## [EXERCISE INSTRUCTIONS]
1 – In the post about The X-Factor, why did the writer decide to watch the first episode?
2 – Resume the post about The X-Factor, picking up right after its final sentence.

## [READING PASSAGE]
Monday, 23 August 2010

want to read a venomous attack on The X-Factor?


once again the mindless majority have every saturday from now until christmas all mapped out.

x-factor has started and yet again it will be near inescapable, with inevitable facebook statuses and tweets about it clogging up social networking, voiced opinions in every pub, school and workplace and any upset or utterance concerning contestants or judges preposterously passing for 'news'.

i would usually avoid it like the plague but i made a decision that as a music journalist i should actually sit myself down and at least watch the first episode in the name of research and report my findings.

i was hoping to be completely and utterly repulsed by it, i thought this would make a great article if it was full of bile for Simon Cowell's unstoppable cash-machine, but to be honest i couldn't even muster the passion to despise it.

it just bored me.

of course i have no kind words to say about it and sternly remain anti X-factor but i at least wanted to feel some sort of reaction to the programme other than indifference.

and of course it was a vapid showing of 'entertaining' individuals and groups as they embarrass themselves in front of a nation just for their fifteen seconds of fame (or a lifetime on youtube) but do we ourselves believe that they believe they have any talent, they are there purely for their brief moment in the spotlight knowing that this is the type of dross that gets on the telly.


and it is now that i realise that i don't hate a television programme that lets people chase their dreams, that gives them a chance to reach a wider audience and even allows a select few to achieve the status of celebrity that they so desire.

## [RECORDED DATA]
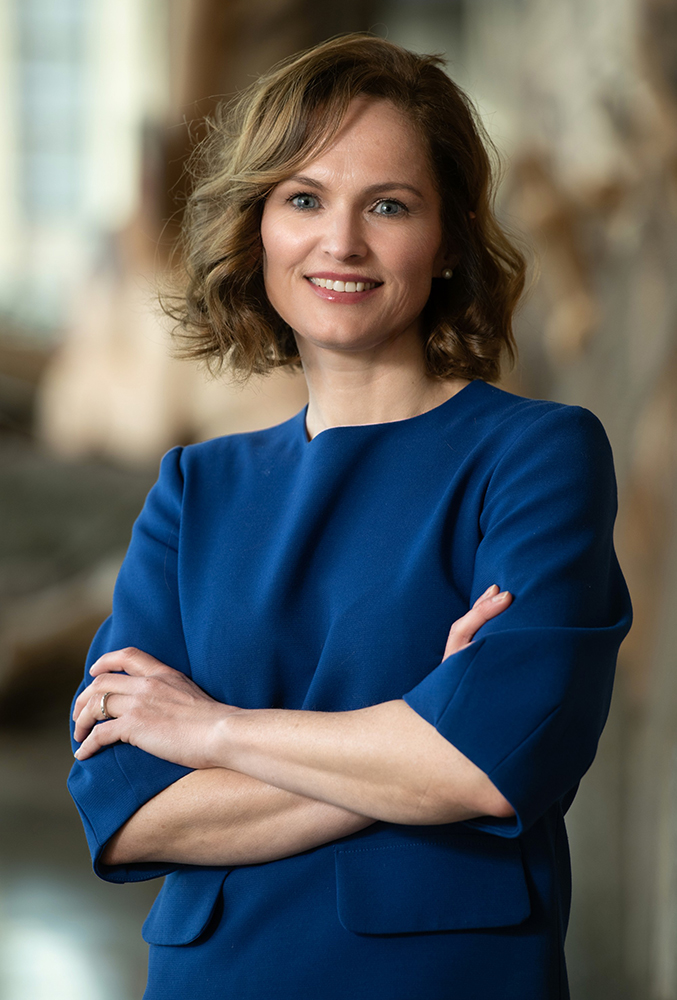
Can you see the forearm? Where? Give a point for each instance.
(384, 761)
(218, 816)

## [OUTPUTS]
1 – As a music journalist, the writer chose to watch it in the name of research and report the findings.

2 –
any sense of disdain i have is for those people that actually choose to watch it and can't see through the blatantly orchestrated cranial numbing drivel that they are being drip-fed by the show's puppetmasters, and whose only attempt at validating their viewing habits is proclaiming that 'some of the auditions are really funny'!

i'm disgusted by the way society seems to converge on sofas every week to expose themselves to such drivel and that it has somehow become a national obsession, with some people even going as far as making their plans revolve around watching the X-factor at all costs.

and i know more than afew people that were vocal of their support to get Rage Against The Machine to number one ahead of last year's X-factor winner but were still guilty of flocking to their idiot boxes every saturday night and seemingly enjoying it.

i just can't accept how people that i know that consider themselves 'music fans' will still tune in week after week to possibly the world's biggest marketing tool and subscribe to this heightened state of consumerism gone mad.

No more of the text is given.